==== Segment de document

Je voudrais faire d’abord une remarque concernant votre discussion, Catherine Bailhache et Emmanuel Burdeau. La salle dont je parle, on y rencontre le même problème, mais à l’inverse, ce qui me plaît d’ailleurs énormément. C’est-à-dire que les gens qui viennent voir Honor de Cavalleria font partie de ce qu’on appelle le tout-venant. La veille, ils peuvent avoir vu Spiderman III. Pour ma part (je vous fais part de mon expérience personnelle), je n’hésite pas à m’adresser aux spectateurs, par exemple dans les programmes envoyés aux adhérents je signe des éditos, c’est-à-dire que je dis : « C’est moi qui vous demande de venir. » Ça va jusque là et c’est cette relation-là qui m’intéresse.

Lors de mes recherches d’emploi, il est arrivé qu’on me propose d’être programmatrice dans certains cinémas en me disant : « C’est un cinéma de recherche, tout ça » (vous voyez ce que je veux dire)… Bon, bien sûr, j’y allais, mais en me disant « Ca ne m’intéresse pas. » Ça ne m’intéresse pas, parce que du coup, je sais que je vais me retrouver avec les… enfin, ils savent que ce film-là il est bon, et que celui-là, ce n’est pas la peine, Spiderman III justement, il faut absolument le passer en VO parce que sinon… etc. Bon. Cette remarque parce qu’on est… l’inverse. Ça m’intéresse. C’est l’autre côté de la crêpe mais c’est toujours la même crêpe.

Maintenant, par rapport à ce que dit Catherine Bailhache. Faire avancer, en amont, quelques films. Je reprends un exemple. L’ACOR envoie (rires) des papiers à ses adhérents régulièrement. Depuis le mois de janvier , dans la marge, il y avait toujours des photos de Honor de Cavalleria. Moi je me dis « Tiens ! » (et puis je connais un petit peu Catherine). Au bout de la troisième fois, je me dis : « Ah ! c’est bizarre, ça. Elle les remet tout le temps. » Mais photos, photos, pas grand baratin. Photos. Ça a fait que lorsque je suis allée dans un festival où il était montré, j’ai sauté sur le film, je suis allée le voir et puis bon, j’ai compris. Donc, c’était vraiment en amont, ça se passe depuis janvier pour une sortie en salles le 15 mars.

========

▶ **Consigne 1**:
D'après le segment de document, à quelle date Honor de Cavalleria sort-il en salles ?
▶ **Consigne 2**:
Selon le segment de document, qu'est-ce qui a poussé la personne qui s'exprime à aller voir Honor de Cavalleria lors d'un festival ? Expliquez-le en une à trois phrases, s'il vous plaît.

==== Extrait de liste

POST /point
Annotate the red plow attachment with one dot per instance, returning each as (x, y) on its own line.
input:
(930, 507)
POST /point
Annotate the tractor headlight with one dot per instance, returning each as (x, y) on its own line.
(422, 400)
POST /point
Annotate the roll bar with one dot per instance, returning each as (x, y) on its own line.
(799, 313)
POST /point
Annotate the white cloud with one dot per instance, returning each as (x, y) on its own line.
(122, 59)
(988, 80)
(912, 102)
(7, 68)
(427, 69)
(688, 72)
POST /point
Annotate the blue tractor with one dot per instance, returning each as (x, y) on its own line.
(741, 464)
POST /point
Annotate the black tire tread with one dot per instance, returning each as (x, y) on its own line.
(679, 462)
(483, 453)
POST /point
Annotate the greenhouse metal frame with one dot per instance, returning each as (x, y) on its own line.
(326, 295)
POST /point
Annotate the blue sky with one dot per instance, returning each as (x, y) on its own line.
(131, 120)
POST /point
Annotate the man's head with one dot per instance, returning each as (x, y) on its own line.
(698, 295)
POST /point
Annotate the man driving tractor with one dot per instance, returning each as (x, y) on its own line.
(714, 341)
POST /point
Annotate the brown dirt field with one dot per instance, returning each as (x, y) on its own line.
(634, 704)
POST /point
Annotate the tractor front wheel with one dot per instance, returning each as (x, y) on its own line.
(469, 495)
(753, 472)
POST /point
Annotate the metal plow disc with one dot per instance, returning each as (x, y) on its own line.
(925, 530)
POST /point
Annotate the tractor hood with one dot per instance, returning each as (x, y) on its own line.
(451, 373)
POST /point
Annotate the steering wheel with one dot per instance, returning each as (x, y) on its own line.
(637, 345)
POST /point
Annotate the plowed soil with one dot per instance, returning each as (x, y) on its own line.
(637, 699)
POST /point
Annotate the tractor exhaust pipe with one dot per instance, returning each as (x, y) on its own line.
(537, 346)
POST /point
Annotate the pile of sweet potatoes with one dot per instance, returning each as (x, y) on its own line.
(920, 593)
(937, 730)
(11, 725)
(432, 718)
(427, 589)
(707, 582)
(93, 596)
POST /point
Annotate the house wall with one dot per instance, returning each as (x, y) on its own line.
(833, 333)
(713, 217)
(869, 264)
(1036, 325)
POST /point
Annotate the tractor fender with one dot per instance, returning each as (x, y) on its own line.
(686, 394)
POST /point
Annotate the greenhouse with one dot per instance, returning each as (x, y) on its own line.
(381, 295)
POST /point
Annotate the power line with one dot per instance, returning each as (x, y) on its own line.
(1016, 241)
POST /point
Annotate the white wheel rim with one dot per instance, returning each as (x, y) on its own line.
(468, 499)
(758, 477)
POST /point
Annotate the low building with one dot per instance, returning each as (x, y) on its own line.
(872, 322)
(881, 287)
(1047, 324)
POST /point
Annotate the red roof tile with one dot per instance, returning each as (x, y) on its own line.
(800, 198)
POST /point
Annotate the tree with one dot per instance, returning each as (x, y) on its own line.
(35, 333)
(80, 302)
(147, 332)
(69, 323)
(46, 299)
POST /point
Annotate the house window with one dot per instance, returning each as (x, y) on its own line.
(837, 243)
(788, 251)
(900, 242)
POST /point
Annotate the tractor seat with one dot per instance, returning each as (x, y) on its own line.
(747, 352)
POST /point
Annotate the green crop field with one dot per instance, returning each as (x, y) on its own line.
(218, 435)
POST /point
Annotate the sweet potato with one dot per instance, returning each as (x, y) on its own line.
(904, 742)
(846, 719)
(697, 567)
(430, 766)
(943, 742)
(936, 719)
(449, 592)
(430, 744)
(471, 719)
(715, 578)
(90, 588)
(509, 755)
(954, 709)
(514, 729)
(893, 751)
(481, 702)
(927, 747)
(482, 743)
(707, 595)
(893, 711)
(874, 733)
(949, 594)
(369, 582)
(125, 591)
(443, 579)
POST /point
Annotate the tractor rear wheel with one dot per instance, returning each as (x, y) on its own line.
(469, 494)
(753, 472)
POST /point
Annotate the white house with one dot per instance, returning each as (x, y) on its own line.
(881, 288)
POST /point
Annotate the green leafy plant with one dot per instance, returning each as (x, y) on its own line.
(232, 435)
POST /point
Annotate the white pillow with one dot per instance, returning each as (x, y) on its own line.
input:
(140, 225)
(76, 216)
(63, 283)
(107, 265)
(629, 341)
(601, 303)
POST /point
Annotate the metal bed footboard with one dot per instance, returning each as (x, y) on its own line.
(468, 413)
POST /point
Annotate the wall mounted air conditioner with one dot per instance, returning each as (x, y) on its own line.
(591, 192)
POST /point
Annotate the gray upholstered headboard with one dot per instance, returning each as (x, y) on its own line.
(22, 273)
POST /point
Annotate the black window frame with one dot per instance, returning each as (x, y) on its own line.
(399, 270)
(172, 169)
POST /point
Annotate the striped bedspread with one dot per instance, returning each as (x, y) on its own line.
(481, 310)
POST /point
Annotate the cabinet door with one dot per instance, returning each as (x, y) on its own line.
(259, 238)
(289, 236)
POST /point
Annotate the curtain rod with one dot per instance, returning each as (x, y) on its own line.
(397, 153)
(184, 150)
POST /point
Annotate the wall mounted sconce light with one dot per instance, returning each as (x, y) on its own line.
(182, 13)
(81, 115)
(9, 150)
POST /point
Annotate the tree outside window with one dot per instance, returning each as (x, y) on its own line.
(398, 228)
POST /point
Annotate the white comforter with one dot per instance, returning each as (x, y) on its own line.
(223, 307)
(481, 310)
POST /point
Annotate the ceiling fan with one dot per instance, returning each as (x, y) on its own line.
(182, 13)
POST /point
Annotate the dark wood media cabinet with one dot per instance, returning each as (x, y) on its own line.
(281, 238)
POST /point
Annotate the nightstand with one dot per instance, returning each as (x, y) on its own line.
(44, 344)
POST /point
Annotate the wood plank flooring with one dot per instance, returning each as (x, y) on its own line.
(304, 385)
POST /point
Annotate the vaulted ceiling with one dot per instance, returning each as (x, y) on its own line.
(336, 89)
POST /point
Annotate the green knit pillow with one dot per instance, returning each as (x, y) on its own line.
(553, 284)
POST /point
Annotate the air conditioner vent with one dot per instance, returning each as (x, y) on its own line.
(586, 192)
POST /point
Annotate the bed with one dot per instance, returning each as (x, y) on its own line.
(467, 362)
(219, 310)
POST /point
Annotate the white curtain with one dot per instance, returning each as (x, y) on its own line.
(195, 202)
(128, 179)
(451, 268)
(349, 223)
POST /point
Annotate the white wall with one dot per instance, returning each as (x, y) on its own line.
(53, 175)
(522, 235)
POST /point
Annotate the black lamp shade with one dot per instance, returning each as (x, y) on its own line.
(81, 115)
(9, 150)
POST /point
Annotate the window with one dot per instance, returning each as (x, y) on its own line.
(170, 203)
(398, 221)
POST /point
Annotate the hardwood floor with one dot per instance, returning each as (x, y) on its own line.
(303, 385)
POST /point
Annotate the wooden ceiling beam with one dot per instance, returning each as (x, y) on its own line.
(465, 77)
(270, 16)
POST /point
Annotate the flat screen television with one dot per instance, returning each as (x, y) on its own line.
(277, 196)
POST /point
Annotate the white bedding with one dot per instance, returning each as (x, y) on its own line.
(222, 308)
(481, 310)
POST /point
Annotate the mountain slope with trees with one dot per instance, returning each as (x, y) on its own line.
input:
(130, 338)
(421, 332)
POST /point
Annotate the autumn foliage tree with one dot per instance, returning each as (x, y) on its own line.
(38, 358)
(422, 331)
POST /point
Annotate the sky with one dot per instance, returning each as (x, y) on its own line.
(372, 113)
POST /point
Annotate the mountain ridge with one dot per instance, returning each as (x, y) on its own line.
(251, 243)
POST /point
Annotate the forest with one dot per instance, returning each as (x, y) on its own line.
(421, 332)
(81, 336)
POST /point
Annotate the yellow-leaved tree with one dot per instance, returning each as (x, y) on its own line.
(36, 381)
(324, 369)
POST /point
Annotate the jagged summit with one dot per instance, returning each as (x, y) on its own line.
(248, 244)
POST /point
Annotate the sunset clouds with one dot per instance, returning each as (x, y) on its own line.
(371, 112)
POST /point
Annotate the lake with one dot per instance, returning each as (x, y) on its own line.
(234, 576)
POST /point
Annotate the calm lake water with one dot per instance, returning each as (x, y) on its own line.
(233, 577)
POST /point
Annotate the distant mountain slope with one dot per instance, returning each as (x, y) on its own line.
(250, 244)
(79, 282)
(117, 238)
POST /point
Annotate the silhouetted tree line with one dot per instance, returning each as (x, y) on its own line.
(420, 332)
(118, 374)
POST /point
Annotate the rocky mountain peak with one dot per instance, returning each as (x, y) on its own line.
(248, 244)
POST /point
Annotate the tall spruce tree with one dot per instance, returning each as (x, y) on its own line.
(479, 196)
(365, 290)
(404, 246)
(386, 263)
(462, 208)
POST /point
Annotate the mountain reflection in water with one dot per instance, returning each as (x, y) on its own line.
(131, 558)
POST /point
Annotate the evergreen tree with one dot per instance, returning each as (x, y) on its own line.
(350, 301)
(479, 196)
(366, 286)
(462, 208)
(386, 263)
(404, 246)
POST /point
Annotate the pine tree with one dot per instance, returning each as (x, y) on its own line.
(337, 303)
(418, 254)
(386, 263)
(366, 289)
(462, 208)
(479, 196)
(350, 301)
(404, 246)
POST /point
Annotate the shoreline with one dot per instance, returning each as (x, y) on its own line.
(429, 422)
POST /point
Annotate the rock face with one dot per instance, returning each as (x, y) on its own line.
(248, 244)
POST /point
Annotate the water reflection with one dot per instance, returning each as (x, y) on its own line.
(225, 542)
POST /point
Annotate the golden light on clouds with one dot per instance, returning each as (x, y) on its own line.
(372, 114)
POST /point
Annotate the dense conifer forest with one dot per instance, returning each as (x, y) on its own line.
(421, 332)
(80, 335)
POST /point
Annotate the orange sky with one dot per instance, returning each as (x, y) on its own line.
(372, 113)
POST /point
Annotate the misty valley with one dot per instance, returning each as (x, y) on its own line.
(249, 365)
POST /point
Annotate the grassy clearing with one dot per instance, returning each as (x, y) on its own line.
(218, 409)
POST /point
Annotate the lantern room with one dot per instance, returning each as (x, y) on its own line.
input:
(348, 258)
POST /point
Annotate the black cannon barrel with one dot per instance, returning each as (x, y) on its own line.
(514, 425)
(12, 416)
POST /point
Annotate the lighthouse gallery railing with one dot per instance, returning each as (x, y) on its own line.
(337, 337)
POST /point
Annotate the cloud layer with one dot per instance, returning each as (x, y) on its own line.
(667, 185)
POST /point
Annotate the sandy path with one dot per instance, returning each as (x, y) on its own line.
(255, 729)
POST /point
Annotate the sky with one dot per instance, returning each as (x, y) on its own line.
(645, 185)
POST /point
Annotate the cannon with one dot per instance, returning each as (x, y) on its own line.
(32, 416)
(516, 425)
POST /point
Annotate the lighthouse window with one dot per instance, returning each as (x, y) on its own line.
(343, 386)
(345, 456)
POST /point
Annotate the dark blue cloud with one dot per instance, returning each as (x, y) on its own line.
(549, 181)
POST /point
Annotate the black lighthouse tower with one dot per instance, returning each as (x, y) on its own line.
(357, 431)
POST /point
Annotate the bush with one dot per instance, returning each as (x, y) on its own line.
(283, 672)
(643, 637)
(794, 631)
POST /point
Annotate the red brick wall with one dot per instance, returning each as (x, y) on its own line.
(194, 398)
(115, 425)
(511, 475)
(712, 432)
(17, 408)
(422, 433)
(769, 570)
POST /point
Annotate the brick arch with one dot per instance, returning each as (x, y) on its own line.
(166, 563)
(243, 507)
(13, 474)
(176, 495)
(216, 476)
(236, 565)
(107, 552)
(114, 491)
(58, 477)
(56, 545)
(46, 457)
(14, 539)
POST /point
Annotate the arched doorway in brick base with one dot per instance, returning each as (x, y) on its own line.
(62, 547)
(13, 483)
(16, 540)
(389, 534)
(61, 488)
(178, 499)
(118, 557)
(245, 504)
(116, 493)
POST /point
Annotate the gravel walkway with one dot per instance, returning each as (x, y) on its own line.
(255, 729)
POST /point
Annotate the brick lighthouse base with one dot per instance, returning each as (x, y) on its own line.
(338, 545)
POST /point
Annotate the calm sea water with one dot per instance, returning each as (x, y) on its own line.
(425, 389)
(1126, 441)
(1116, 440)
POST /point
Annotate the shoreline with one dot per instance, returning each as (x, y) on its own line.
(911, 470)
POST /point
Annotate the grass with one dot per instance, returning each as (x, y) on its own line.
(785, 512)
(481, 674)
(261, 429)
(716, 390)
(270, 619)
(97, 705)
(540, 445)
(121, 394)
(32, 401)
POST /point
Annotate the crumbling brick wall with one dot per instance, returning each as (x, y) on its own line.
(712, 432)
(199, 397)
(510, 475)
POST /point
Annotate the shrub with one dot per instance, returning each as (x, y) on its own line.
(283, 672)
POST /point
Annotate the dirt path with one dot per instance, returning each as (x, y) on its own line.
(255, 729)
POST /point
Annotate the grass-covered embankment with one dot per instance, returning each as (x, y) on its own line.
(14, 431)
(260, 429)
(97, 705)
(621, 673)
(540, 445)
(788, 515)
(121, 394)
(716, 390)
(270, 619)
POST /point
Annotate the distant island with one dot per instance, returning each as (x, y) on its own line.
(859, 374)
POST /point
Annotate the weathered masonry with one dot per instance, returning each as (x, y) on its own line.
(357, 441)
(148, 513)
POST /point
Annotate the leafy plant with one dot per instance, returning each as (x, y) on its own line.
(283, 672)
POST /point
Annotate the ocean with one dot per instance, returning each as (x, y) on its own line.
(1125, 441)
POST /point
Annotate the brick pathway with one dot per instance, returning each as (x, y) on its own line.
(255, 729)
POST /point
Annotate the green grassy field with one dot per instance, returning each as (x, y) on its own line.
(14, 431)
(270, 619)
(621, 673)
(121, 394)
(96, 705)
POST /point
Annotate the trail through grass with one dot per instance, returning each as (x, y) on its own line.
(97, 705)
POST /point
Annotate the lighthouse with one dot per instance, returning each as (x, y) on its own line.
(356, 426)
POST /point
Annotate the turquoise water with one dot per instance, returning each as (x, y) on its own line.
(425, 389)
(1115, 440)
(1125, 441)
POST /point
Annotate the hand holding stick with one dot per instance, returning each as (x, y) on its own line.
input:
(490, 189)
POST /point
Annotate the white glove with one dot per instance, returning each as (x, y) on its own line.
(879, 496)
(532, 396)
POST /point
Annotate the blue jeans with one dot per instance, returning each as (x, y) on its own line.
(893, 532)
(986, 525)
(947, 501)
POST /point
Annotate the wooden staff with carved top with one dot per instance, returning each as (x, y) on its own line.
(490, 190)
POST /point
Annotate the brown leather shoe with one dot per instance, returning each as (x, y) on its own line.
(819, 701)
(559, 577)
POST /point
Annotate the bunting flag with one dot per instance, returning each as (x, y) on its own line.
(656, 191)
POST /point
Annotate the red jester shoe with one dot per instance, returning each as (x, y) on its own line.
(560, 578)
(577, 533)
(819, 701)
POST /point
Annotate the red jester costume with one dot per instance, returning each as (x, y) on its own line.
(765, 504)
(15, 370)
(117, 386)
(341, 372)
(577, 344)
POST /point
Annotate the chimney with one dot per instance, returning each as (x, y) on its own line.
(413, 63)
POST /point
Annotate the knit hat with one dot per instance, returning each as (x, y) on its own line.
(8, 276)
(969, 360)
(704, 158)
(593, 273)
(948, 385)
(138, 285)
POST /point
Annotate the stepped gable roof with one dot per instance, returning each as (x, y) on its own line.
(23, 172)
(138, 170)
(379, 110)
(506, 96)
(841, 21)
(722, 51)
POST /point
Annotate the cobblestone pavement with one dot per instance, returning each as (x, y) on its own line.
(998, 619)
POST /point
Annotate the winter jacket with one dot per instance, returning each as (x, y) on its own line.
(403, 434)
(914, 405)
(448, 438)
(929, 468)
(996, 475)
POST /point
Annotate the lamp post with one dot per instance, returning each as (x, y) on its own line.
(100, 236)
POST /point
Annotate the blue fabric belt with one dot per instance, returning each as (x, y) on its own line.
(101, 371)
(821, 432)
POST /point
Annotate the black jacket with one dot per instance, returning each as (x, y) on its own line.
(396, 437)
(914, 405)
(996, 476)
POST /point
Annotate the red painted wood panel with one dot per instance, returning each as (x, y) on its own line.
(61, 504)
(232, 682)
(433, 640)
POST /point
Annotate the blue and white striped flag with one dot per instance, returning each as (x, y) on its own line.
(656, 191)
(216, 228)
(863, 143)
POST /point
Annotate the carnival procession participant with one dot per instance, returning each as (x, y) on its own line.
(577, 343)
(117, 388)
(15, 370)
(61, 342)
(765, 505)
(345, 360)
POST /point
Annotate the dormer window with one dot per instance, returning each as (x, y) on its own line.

========

▶ **Bonne réponse 1**:
Le 15 mars.

▶ **Bonne réponse 2**:
Depuis janvier, les documents que l'ACOR envoie régulièrement à ses adhérents affichaient toujours des photos de Honor de Cavalleria dans la marge, sans grand commentaire. Cette répétition l'a intriguée, si bien qu'en trouvant le film au programme d'un festival, elle est allée le voir.